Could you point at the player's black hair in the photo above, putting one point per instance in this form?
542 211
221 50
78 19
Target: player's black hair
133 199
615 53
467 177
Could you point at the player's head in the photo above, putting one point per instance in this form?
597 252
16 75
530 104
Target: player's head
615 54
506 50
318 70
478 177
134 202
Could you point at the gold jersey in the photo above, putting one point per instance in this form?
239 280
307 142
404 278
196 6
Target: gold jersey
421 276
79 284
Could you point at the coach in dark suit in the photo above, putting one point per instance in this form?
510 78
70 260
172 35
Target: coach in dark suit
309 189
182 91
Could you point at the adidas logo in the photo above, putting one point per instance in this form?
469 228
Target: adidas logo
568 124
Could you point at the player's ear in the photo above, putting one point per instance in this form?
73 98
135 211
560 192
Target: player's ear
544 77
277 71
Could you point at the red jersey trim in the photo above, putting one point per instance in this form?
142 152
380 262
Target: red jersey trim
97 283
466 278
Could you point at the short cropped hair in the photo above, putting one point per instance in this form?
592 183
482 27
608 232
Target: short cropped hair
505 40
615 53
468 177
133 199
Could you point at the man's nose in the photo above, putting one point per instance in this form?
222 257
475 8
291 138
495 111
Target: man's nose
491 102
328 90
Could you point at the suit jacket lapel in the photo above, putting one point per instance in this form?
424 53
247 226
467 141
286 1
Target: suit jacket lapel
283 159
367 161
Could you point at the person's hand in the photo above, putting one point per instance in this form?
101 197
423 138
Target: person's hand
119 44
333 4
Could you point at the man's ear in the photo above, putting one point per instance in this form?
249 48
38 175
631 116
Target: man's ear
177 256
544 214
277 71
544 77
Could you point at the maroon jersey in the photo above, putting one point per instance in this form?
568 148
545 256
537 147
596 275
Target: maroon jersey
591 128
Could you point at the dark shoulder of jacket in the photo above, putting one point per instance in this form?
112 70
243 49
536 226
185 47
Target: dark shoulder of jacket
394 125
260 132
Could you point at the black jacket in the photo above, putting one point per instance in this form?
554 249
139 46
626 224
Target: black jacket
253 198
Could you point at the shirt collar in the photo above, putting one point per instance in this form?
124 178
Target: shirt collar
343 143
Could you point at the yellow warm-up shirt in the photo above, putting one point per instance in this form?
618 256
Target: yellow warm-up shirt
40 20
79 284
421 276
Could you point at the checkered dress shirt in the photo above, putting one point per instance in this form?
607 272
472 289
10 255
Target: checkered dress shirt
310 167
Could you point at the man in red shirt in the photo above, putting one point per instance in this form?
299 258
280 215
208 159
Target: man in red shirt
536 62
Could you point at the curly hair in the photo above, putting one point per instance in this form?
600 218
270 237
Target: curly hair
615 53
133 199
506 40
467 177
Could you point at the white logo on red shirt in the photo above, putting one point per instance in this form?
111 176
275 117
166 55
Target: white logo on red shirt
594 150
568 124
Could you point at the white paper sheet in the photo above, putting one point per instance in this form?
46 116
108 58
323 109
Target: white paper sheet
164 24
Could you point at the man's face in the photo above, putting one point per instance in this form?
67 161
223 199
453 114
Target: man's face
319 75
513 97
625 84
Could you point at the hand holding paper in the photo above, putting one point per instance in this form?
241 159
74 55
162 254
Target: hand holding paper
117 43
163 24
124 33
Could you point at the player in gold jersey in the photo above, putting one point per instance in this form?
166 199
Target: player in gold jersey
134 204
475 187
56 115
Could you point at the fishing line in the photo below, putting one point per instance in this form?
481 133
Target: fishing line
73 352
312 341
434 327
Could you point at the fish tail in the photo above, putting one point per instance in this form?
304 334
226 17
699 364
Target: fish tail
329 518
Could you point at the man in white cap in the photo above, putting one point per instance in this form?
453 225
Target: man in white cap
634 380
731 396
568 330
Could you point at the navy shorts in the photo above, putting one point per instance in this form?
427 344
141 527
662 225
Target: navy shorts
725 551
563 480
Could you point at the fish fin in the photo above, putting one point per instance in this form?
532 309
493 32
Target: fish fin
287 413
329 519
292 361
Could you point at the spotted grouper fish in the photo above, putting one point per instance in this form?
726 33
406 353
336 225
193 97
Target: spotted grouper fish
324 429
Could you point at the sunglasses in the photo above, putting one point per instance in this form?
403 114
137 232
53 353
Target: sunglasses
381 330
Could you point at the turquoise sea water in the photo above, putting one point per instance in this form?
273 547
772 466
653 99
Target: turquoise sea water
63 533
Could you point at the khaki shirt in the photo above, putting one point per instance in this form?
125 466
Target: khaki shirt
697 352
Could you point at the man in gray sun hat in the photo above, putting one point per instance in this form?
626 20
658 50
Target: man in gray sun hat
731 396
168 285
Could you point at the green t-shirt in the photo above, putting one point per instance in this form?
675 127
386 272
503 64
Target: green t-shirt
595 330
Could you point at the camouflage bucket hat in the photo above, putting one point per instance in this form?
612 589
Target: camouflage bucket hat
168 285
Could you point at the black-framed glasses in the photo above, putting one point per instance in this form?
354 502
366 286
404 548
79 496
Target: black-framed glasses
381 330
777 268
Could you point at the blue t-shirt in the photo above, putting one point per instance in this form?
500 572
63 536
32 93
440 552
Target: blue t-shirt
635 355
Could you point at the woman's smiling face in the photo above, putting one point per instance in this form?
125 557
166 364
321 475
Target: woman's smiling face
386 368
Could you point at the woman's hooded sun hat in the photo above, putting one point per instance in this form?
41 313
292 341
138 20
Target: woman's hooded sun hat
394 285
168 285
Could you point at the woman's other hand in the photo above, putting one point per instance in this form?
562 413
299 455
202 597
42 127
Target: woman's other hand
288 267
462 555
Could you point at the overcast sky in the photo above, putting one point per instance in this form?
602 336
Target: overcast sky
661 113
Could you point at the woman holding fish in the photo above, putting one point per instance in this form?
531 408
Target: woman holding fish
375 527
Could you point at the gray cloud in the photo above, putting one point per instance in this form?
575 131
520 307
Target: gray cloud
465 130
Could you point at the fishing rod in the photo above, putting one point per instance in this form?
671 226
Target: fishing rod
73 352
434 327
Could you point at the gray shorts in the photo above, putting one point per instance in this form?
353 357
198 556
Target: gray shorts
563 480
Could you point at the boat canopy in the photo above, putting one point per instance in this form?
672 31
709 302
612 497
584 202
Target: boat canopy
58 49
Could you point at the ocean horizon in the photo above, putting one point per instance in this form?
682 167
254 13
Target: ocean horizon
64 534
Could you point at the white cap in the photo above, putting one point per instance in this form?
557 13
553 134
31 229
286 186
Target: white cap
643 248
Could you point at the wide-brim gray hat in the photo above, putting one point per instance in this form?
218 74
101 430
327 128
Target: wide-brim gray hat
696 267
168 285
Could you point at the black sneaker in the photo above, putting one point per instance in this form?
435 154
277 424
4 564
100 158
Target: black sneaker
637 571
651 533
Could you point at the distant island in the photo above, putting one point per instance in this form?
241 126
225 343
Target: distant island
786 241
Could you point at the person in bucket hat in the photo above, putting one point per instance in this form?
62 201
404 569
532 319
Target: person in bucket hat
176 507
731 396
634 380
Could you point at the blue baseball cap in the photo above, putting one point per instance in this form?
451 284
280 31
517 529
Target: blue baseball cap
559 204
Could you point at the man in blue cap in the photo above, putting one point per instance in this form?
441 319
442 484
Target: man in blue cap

▶ Exercise details
Each record above needs to be set down again, word for word.

▶ Answer for this exercise
Could you point at the player's black hair in the photo above, putting one point per instance in this form?
542 211
221 50
78 19
Target: player's black hair
133 199
615 53
467 177
Could you point at the player's head in the photo above, putting one point per instance in this form?
597 252
16 75
530 104
Target: player's head
615 54
506 50
318 70
478 177
134 202
Could you point at the gold jersey in the photo above, putting one point per instance in this form?
239 280
307 142
404 278
196 6
Target: gold jersey
421 276
79 284
Could you point at the coach in dark suit in the photo above, putting one point per instance in this form?
510 78
70 260
172 35
Target: coach in dark suit
309 189
182 91
Could you point at the adidas logo in the photo above, putting one point per instance in this form?
469 228
Target: adidas logo
568 124
Could you point at the player's ear in the photo above, putting one point per instance in this form?
73 98
135 211
560 192
Target: player's ear
544 77
277 71
Could you point at the red jersey trim in the photo above, putting one point per instance in this form?
142 152
380 262
Target: red jersey trim
97 283
466 278
Could you point at the short cropped hair in the photo above, putting one point per instance in this form?
592 183
482 27
608 232
Target: short cropped hair
505 40
615 53
468 177
133 199
Could you point at the man's nose in the photo above, putting one point per instance in this form?
222 257
475 8
291 138
495 111
Target: man's nose
491 102
328 90
Could you point at the suit jacket lapel in the photo above, putting one point per instance in this form?
424 53
247 226
467 141
286 1
Target: suit jacket lapel
283 159
367 161
Could you point at the person's hand in the photo above, putting one point per instance in this form?
101 197
423 138
Target: person's hand
119 44
333 4
Could you point at the man's ear in the photo above, putting one point per instance in this form?
249 48
38 175
631 116
Target: man's ear
177 256
544 214
277 71
544 77
Could you point at the maroon jersey in the photo above, putting one point per instance in this form?
568 148
545 256
537 147
596 275
Target: maroon jersey
591 128
Could you point at the dark shoulder of jacket in the photo above, putting one point per instance in this form?
112 70
243 49
536 226
185 47
Target: dark shoulder of jacket
394 125
260 132
Could you point at the black jacket in the photo above, putting one point per instance in this form?
554 249
139 46
626 224
Target: black jacket
253 198
Could you point at the shirt collar in the photo above, putting one point per instance in this form?
124 178
Target: shirt collar
343 143
Could you point at the yellow warm-up shirt in the photo above, putting one point per instance in this form?
618 256
Target: yellow warm-up shirt
40 20
79 284
421 276
Could you point at the checkered dress shirt in the photo above, putting one point per instance in this form?
607 272
472 289
10 255
Target: checkered dress shirt
310 167
Could you point at the man in red shirt in the photo above, putting one point per instance in this form?
299 258
280 215
208 159
Target: man in red shirt
536 62
Could you point at the curly hair in the photo above, putting one point per instance in this form?
600 218
270 237
Target: curly hair
615 53
133 199
506 40
467 177
Could you point at the white logo on red shirt in the photo above, putting one point per instance in this form?
111 176
275 117
166 55
Target: white logo on red shirt
594 150
568 124
Could you point at the white paper sheet in the photo above, putting one point per instance in this form?
46 116
108 58
323 109
Target: white paper sheet
164 24
Could you point at the man's face in the photo above, putting one point per instance in this form?
67 161
223 199
453 114
Target: man's face
319 75
513 97
625 84
Could you point at the hand holding paper in the photo above, putting one point per instance in this form?
241 159
74 55
162 254
Target: hand holding paper
117 43
163 24
124 33
Could you point at the player in gold jersey in the photo above, putting one point per instance in this form?
166 199
Target: player in gold jersey
134 204
475 187
56 115
Could you point at the fishing line in the photo below, putting one point per instance in this form?
481 133
Target: fishing line
73 352
312 341
434 327
Could you point at the fish tail in the photo above, putting one point per instance in this form?
304 334
226 17
699 364
Target: fish tail
329 518
Could you point at the man in white cap in the photo above, putting one point per instance in this form?
453 225
Target: man in white cap
634 380
731 396
568 330
Could you point at the navy shorts in the photo above, putting one point per instance in this form?
427 344
141 527
662 225
Target: navy shorts
725 551
563 480
Could you point at the fish fin in the photo above, putting one point per instance in this form?
532 309
493 32
Target: fish fin
287 413
329 519
292 361
Could you point at the spotted grouper fish in the photo above, putting one point per instance in this form?
726 33
406 353
336 225
193 97
Target: spotted grouper fish
324 429
Could you point at the sunglasses in the photo above, putting one point per instance in this form?
403 114
137 232
53 353
Target: sunglasses
381 330
Could you point at the turquoise sea water in the photo above, putting one point per instance in this form?
273 547
772 466
653 99
Target: turquoise sea water
63 533
Could you point at the khaki shirt in the photo above, putting one point per instance in this form?
125 466
Target: khaki shirt
697 352
Could you point at the man in gray sun hat in the photo above, putting one point per instance in this form?
626 20
658 50
Target: man in gray sun hat
731 396
168 285
Could you point at the green t-shirt in the photo above, putting one point per instance in this form?
675 127
386 272
503 64
Target: green t-shirt
595 330
Could you point at the camouflage bucket hat in the photo above, putting one point per instance in this form?
612 589
Target: camouflage bucket hat
168 285
Could you point at the black-framed glasses in the photo above, putting one point per instance in this form?
354 502
366 286
404 548
79 496
Target: black-framed glasses
381 330
777 268
Could you point at the blue t-shirt in the photo above, putting one point per instance in this form?
500 572
63 536
32 93
440 552
Target: blue t-shirt
635 355
Could you point at the woman's smiling face in the photo above, putting one point per instance in this form?
125 557
166 364
321 475
Target: woman's smiling face
386 368
Could you point at the woman's hooded sun hat in the photo above, putting one point per instance in this form?
41 313
292 341
138 20
Target: woman's hooded sun hat
394 285
168 285
Could you point at the woman's other hand in the photo above, putting one point per instance in this form?
562 413
299 455
202 597
42 127
Target: woman's other hand
288 267
462 555
Could you point at the overcast sky in the photo above, putting one point per instance in this form?
602 336
Target: overcast sky
661 113
Could you point at the woman holding fish in the photo above, putting one point per instance in this form?
531 408
Target: woman holding fish
375 527
Could you point at the gray cloud in the photo above, putting one point per instance in this form?
575 131
520 307
Target: gray cloud
465 130
Could you point at the fishing rod in the photo above, putting one point per instance in this form?
671 226
Target: fishing rod
73 352
434 327
Could you point at the gray shorts in the photo above, putting one point per instance in this form?
353 357
198 556
Target: gray shorts
563 480
Could you point at the boat canopy in the photo above, putting one point per instance in this form?
672 31
709 302
612 497
584 202
Target: boat canopy
58 49
Could you point at the ocean horizon in the photo above, putting one point per instance in this form?
682 167
254 13
Target: ocean horizon
64 534
Could you point at the white cap in the photo above, putting one point per instance in this form?
557 13
553 134
31 229
286 186
Target: white cap
643 248
Could you point at the wide-brim gray hat in the photo above, putting one point per instance in this form?
218 74
101 430
327 128
Target: wide-brim gray hat
696 267
168 285
Could you point at the black sneaker in the photo above, putting one point per instance in this form?
435 154
277 424
4 564
100 158
Target: black sneaker
637 571
651 533
Could you point at the distant island in the photo above, putting one point per instance in this form?
241 126
225 343
Target: distant island
786 241
Could you point at the person in bucket hat in the photo above, putting one point per instance in this form?
62 201
404 569
532 319
Target: person in bucket hat
176 507
731 396
634 380
Could you point at the blue baseball cap in the photo above, putting one point per instance in this form?
451 284
280 31
517 529
Target: blue baseball cap
559 204
Could you point at the man in blue cap in the photo above, putting one point per instance in this form?
441 319
442 484
Target: man in blue cap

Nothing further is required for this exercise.